** BEGIN PAGE **

Stakeholders were also aware of the complexities associated with measuring the impact of long-term initiatives such as the NRS while taking a voluntary adoption approach. However, communication to the public has been challenging as captured by an interview in Indiana:

Trying to communicate [why we are not seeing water quality change] is the biggest challenge…[The public is not aware] that we [may not] see changes in water quality in [a short] time frame. It might take a decade or more… I’d say trying to explain lag time while demonstrating that [we have] a critical mass of folks [voluntarily] working to make a difference is probably the biggest challenge. [We] really embrace the notion of social indicators. We need to look and see—are our farmers and residents changing their behaviors? If yes, that indicates to us that in time we will see those changes.

Other state interviewees noted those challenges and discussed needing to measure improved conservation practice adoption as the primary success of the NRS, specifically related to cover crop adoption. Interviewees acknowledged that adequately measuring contributions from individual farms is a significant challenge that requires information sharing across multiple state and federal programs. One state environmental agency was trying to address data gaps related to social indicators through a partnership with the USDA National Agricultural Statistics Service (NASS) to survey producers about BMPs every two years.

For some states, the NRS has particularly supported the development of tools for modeling impacts of implementation activities. For instance, in Minnesota, the Hydrologic Simulation Program FORTRAN Scenario Application Manager (HSFP SAM) and The Prioritize, Target, and Measure Application (PTMApp) models are used by scientists and practitioners to develop estimates of HUC-12 scale load reduction for local watershed strategies. However, interviewees in Minnesota expressed concern about future challenges with measuring water quality changes when “it’s going to be so incremental.” These concerns are echoed across the MRB and were further complicated by record-setting rainfall events and other dynamic flow issues noted earlier. Another Minnesota interviewee pointed the need to include private industry in monitoring and modeling efforts as well:

We are looking at “what are these other kinds of metrics that go beyond the government-funded programs?” recognizing that private industry is really going to be key. If we don’t have private industry working with us on these things, I don’t think we can really achieve this successfully.

** END PAGE **

- **LIST OF TASKS**
A - In the passage about nutrient reduction strategy interviews, how often was one state environmental agency surveying producers about BMPs through its partnership with NASS?
B - Write the next paragraph of the passage about nutrient reduction strategy interviews, continuing after the Minnesota interviewee's remarks on private industry.

** BEGIN INFORMATION PROVIDED **

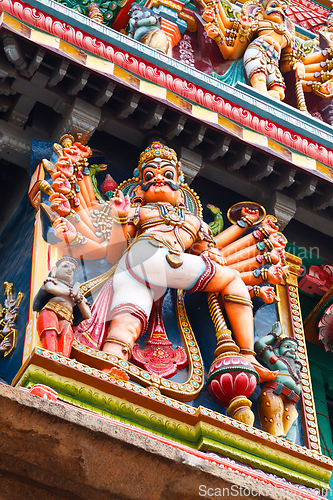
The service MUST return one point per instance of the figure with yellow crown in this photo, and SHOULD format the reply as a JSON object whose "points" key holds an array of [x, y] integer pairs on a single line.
{"points": [[263, 35], [152, 230]]}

** END INFORMATION PROVIDED **

- **IN RESPONSE**
A - Every two years.

B -
Interviews reflected concerns about drifting policy priorities influencing effectiveness of monitoring and evaluation. For Wisconsin, state monitoring of the NRS has so far involved updates on the existing policies and programs described in the original NRS. The state coordinated across entities for water quality monitoring, but to the extent program monitoring and evaluation have occurred, they have been conducted internally by program staff. For example, the state agriculture department organizes an annual review of nutrient management plans and collects data from each county on the extent of nutrient management adoption; while helpful, there is no statewide mechanism to track ongoing adoption or compliance with NMPs. Multiple Wisconsin stakeholder groups were exploring ways to establish metrics and generate data around more difficult-to-measure activities such as farmer-led watershed groups “to better understand what their overall impacts are and if they’re having a truly beneficial impact on local or larger scale water quality.”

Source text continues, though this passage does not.